設問一覧:
**A.** 抜粋本文によると、特許文献2の標識灯では、どのような条件で蓄電池からLED等の発光体に給電されるか。その電力がどう用意されるかも含めて、1〜3文で説明せよ。
**B.** リストのうち、文字列「mask」を含む行の数を数え、その数だけを答えよ。

抜粋本文:
________________________

説明

発光体及び発光装置

【課題】電源が不要である一方、効果的に発光可能な低コストの発光体を提供する。
【解決手段】誘導電場下で発光可能な無機EL材料からなる第一層と、無機EL材料の発光出力を透過可能な誘電体材料からなり、第一層に積層される第二層と、無機EL材料の発光出力を透過可能な導電体材料からなり、第二層に積層される第三層と、導電体材料からなり、第三層から第二層とは反対側の方向に延出する延出部と、を備え、第一層を誘導電場下の物体と面する側として、物体の周囲に巻回可能な形状を呈してなる、ことを特徴とする発光体。

【発明の詳細な説明】
【技術分野】
【0001】
本発明は、例えば架空送電線等において海峡を横断するように延在する部分を上空や海上等から認知可能とするための手段(以後、これを「海峡横断送電線認知装置」と称する)として使用される発光体及び発光装置に関する。
【背景技術】
【0002】
例えば、架空送電線を流れる交流電流からコイルを通じて誘導電流を発生させ、この誘導電流を配線回路により発光ダイオード(LED:Light-Emitting Diode)等の発光体に供給してこれを発光させる技術が開示されている(例えば、特許文献1参照。)。特許文献1に開示される標識灯は、架空送電線の外周囲に配置される複数のLEDと、前述したコイル及び配線回路とを備えて構成されている。
【0003】
或いは、例えば、昼間に太陽電池から得られる起電力を蓄電池に蓄電し、外部が暗くなったことが光センサにより検出されると、架空送電線に設けられたLED等の発光体に蓄電池から給電してこれを発光させる技術が開示されている(例えば、特許文献2参照。)。特許文献2に開示される標識灯は、主として、複数のLEDからなる発光体と、前述した太陽電池及び蓄電池とを備えて構成されている。

________________________

提示リスト:

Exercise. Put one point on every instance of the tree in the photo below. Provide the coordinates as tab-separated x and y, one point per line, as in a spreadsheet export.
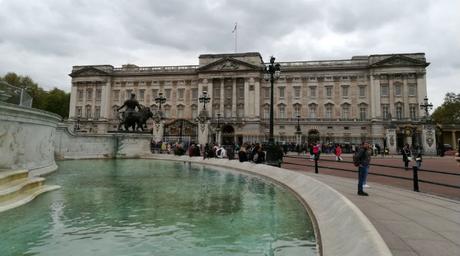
55	101
449	111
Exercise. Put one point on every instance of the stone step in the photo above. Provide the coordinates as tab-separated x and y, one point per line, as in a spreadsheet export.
16	187
26	197
7	176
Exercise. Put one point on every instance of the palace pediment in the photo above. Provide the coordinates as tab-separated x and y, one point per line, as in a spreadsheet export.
88	71
228	64
399	61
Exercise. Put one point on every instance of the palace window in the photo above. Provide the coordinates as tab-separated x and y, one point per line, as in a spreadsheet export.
312	111
384	90
296	110
266	112
346	111
241	92
195	94
154	94
412	90
385	111
80	95
329	91
128	93
267	92
398	89
88	111
97	112
228	111
413	111
181	93
297	92
362	112
281	91
98	94
141	95
282	111
180	111
89	94
399	111
312	92
329	108
240	111
168	94
194	111
362	91
78	111
345	91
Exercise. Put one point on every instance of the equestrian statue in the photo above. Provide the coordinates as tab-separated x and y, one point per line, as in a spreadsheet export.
132	118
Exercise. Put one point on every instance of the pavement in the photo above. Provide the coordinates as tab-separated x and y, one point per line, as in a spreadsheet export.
411	223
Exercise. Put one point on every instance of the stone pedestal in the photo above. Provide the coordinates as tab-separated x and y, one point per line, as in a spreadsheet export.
391	141
203	127
158	128
429	140
298	138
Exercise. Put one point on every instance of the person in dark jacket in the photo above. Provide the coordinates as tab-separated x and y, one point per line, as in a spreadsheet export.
364	160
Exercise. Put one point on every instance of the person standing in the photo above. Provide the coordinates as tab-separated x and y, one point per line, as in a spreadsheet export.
364	160
338	153
406	156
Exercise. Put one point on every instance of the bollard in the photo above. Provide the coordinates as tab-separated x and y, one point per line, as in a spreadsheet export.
415	172
316	164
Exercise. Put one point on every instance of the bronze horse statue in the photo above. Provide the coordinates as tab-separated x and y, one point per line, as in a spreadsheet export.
135	120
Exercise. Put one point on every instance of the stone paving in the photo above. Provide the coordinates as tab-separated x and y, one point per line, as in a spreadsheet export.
411	223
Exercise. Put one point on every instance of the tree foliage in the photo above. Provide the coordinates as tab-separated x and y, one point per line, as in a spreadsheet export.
449	111
55	100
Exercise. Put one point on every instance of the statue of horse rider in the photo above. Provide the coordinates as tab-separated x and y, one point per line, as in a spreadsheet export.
130	112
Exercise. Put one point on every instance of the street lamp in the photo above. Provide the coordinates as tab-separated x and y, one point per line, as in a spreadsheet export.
274	153
160	100
272	72
204	99
426	106
298	123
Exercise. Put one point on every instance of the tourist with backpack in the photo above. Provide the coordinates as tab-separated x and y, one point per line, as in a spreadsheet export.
362	159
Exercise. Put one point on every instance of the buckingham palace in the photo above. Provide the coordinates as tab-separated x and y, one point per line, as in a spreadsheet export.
372	97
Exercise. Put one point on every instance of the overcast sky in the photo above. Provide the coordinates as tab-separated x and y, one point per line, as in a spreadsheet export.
44	39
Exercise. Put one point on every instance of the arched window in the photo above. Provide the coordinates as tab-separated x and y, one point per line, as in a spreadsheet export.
328	113
312	110
362	112
345	111
399	111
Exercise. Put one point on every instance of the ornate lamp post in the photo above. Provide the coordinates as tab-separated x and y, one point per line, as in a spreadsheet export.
272	72
160	100
298	124
204	99
426	106
274	153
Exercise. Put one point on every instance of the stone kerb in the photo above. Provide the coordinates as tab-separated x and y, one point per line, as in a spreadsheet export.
69	145
341	228
26	138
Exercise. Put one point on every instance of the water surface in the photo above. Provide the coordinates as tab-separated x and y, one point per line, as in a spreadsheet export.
151	207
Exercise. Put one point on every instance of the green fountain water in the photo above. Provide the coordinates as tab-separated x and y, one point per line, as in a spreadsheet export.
150	207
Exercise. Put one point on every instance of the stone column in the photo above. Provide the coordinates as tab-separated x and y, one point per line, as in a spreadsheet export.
391	141
73	101
428	140
222	97
257	97
234	98
454	140
158	130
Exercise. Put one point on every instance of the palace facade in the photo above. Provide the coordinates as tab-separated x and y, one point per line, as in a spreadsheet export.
342	101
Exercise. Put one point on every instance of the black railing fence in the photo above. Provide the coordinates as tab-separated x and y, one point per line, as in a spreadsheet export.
415	171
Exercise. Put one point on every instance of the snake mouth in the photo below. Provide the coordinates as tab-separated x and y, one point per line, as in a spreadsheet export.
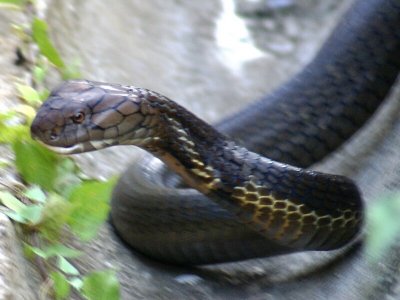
81	147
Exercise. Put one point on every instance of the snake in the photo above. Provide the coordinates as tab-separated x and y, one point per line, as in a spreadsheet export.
243	188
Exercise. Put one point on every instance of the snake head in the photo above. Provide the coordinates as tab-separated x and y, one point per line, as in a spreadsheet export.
81	116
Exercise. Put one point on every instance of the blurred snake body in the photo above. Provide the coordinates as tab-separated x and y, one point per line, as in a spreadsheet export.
250	194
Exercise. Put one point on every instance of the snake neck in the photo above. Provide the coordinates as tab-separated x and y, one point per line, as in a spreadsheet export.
187	144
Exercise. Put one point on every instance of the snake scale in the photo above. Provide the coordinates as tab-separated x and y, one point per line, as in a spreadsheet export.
250	193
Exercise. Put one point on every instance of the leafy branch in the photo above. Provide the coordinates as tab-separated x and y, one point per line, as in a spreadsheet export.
56	203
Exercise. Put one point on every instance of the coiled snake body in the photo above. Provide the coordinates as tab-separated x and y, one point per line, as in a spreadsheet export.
249	205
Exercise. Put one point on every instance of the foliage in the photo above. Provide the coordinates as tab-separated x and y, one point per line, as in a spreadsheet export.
383	226
57	203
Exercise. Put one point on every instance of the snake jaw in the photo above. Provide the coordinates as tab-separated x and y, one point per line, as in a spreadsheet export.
82	147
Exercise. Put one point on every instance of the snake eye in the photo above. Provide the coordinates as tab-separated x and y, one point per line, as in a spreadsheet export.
78	118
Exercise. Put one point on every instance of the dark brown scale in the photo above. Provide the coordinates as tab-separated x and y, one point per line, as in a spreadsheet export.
353	72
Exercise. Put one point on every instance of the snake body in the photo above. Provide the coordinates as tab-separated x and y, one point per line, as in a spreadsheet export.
249	205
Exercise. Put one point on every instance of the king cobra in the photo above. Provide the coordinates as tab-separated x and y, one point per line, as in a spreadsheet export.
246	188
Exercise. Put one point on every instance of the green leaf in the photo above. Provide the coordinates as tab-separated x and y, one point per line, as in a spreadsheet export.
35	193
13	3
61	285
101	285
76	282
14	216
67	178
90	202
32	213
72	70
29	94
383	226
41	37
61	250
36	164
66	267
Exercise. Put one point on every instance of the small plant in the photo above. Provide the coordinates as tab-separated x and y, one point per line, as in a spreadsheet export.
57	203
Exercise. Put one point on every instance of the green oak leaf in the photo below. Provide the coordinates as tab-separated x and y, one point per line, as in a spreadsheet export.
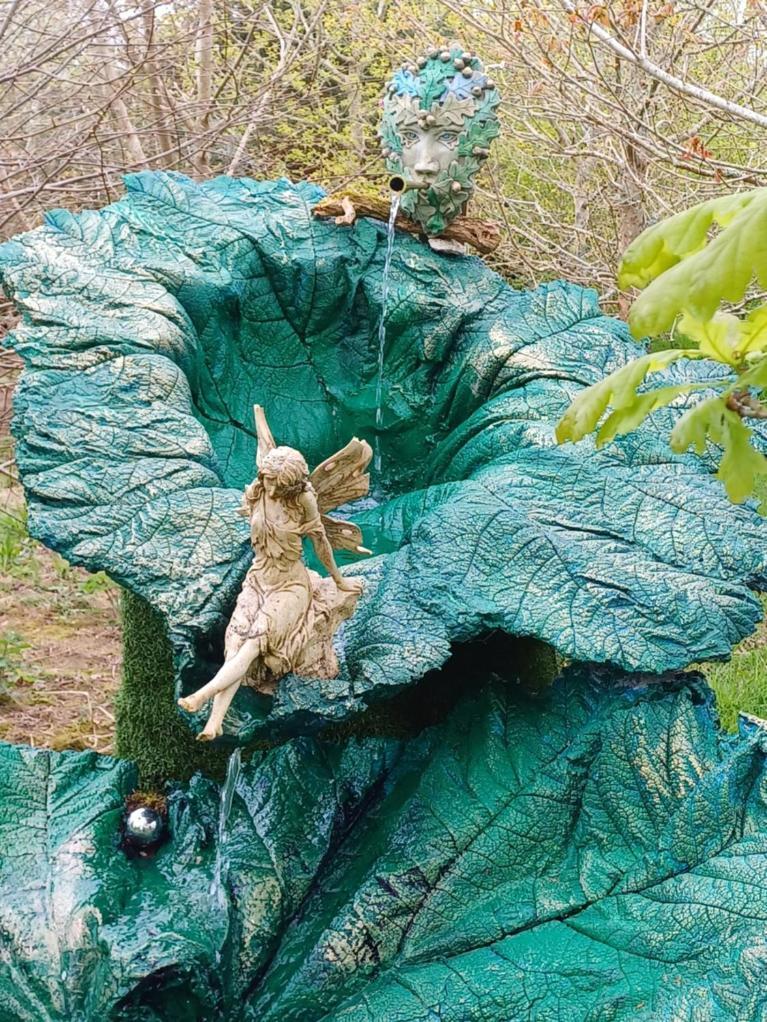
684	270
150	328
740	464
596	851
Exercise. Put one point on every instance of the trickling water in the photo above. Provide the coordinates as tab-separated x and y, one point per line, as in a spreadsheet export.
382	330
218	892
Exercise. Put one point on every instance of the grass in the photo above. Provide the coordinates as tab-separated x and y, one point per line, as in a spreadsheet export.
59	643
740	685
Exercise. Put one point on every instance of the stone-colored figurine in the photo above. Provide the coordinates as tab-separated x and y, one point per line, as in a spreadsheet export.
286	615
439	120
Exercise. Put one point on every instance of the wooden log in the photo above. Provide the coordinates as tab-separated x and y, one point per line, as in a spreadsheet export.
484	235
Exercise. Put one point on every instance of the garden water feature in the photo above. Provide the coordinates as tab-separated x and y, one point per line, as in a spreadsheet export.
594	831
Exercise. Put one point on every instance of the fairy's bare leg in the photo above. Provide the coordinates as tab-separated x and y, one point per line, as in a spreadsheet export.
232	670
221	703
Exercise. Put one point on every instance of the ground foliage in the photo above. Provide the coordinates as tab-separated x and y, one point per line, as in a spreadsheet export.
532	856
150	328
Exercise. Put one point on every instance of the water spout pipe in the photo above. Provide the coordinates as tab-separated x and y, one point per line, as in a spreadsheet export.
399	185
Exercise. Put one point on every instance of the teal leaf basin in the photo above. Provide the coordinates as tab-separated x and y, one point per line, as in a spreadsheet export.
149	329
598	851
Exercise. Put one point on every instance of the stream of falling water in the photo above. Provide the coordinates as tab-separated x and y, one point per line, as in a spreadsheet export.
396	196
218	891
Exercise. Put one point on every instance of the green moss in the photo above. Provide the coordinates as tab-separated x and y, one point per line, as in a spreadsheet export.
151	732
149	729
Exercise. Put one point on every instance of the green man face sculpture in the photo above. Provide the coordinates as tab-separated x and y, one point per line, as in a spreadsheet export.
439	121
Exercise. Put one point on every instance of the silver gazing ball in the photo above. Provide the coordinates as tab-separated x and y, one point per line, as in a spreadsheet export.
143	827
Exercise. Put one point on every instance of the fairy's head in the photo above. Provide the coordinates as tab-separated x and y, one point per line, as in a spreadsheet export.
439	120
283	472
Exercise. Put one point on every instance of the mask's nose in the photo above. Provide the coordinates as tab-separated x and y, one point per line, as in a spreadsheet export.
424	165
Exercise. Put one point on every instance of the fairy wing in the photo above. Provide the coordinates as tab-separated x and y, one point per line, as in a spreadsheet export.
336	480
264	433
343	535
342	477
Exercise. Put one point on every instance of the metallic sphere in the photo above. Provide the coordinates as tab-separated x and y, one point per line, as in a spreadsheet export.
143	827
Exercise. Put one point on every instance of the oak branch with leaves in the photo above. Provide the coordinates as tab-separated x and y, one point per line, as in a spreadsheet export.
691	267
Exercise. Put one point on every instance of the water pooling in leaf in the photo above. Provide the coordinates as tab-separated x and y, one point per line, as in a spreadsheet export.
396	196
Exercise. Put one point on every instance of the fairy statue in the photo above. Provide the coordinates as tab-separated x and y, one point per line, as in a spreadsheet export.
286	614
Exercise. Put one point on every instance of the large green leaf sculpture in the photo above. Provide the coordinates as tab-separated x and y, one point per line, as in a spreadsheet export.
150	328
594	852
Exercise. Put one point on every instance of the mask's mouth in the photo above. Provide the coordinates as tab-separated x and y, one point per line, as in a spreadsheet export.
398	184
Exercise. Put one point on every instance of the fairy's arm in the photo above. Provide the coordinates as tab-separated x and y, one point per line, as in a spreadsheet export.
314	528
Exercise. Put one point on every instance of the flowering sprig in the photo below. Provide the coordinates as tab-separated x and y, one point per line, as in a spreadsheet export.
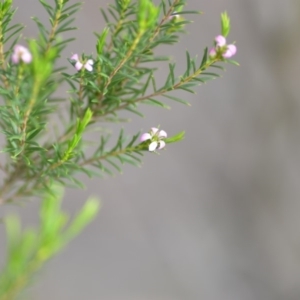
21	54
156	137
222	49
88	65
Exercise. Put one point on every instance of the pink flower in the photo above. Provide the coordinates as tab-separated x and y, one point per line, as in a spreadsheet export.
222	48
231	50
21	54
220	41
88	65
156	137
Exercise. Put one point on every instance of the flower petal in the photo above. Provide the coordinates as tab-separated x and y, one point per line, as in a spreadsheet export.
212	52
231	51
15	58
162	144
220	41
26	57
162	134
88	67
153	146
75	57
90	62
78	66
145	136
154	130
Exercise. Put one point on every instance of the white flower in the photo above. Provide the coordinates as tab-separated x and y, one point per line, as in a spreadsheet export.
21	53
88	65
156	137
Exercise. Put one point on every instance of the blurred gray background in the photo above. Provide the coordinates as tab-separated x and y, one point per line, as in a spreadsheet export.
217	215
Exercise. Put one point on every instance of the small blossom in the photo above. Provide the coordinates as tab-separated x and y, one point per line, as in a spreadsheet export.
222	48
231	50
88	65
220	41
174	15
22	54
156	137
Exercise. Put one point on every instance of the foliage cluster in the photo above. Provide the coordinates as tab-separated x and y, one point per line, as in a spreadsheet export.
121	76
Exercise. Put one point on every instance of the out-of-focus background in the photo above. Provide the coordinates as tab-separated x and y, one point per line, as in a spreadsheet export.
217	215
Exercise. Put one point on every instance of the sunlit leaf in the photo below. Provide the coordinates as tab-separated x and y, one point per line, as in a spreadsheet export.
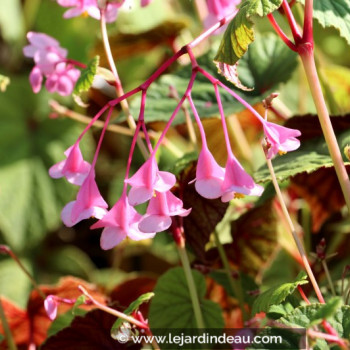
277	295
171	306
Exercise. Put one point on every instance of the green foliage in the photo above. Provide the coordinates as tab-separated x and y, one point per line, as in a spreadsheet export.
171	306
87	76
144	298
240	33
312	155
277	295
30	201
330	13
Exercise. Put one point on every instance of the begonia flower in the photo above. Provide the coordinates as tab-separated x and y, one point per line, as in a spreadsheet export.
209	175
45	51
74	168
50	306
120	222
89	203
90	8
237	181
160	209
280	139
147	180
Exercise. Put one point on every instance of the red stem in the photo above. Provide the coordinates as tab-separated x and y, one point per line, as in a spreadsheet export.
292	22
281	33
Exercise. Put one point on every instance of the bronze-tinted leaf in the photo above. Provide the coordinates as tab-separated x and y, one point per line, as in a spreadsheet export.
91	332
322	192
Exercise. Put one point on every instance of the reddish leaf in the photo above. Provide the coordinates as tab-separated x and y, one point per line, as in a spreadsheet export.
205	214
254	237
322	192
31	326
310	127
91	332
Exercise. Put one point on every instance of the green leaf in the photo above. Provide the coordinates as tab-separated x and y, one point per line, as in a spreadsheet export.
31	143
86	78
239	33
326	311
330	13
312	155
276	295
144	298
171	306
80	301
4	81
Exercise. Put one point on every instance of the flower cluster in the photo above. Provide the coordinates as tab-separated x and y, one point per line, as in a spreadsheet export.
51	63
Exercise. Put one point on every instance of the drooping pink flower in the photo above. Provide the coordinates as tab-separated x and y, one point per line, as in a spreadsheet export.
280	139
74	168
218	9
63	79
237	181
91	8
120	222
209	175
147	180
51	305
89	203
160	209
45	51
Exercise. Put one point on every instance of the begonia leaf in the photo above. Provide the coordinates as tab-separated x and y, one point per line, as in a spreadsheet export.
171	306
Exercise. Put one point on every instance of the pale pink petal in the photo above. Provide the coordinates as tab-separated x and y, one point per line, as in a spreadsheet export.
36	79
111	236
138	195
154	223
50	305
165	181
209	188
66	214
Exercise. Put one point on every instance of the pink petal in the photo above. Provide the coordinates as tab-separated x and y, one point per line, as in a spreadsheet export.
50	305
165	181
111	236
154	223
36	79
138	195
209	188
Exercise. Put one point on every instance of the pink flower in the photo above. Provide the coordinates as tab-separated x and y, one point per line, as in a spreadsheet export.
51	305
209	175
147	180
120	222
280	139
218	9
159	212
45	51
238	182
74	168
89	203
63	79
90	7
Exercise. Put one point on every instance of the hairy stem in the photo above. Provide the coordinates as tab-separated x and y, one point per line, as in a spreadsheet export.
191	286
234	283
294	234
8	335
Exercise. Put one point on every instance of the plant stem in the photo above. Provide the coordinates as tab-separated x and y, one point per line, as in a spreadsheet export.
10	341
294	234
191	286
307	58
118	86
234	283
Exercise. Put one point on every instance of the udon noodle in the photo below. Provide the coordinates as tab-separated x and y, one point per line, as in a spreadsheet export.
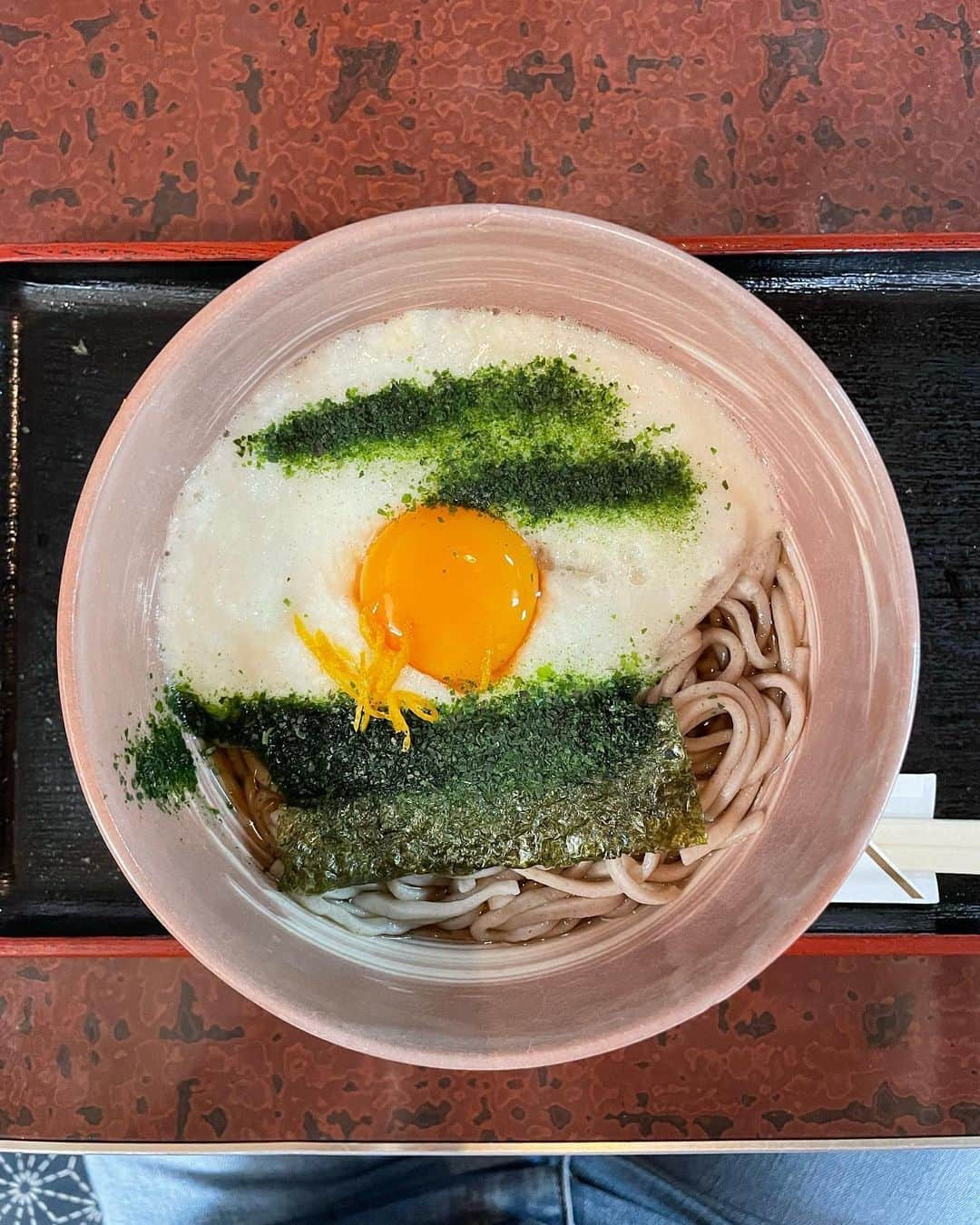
738	681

________________________

解答一覧:
**A.** 昼間に太陽電池から得られる起電力を蓄電池に蓄電しておく。外部が暗くなったことを光センサが検出すると、その蓄電池から架空送電線に設けられたLED等の発光体に給電され、発光する。

**B.** 2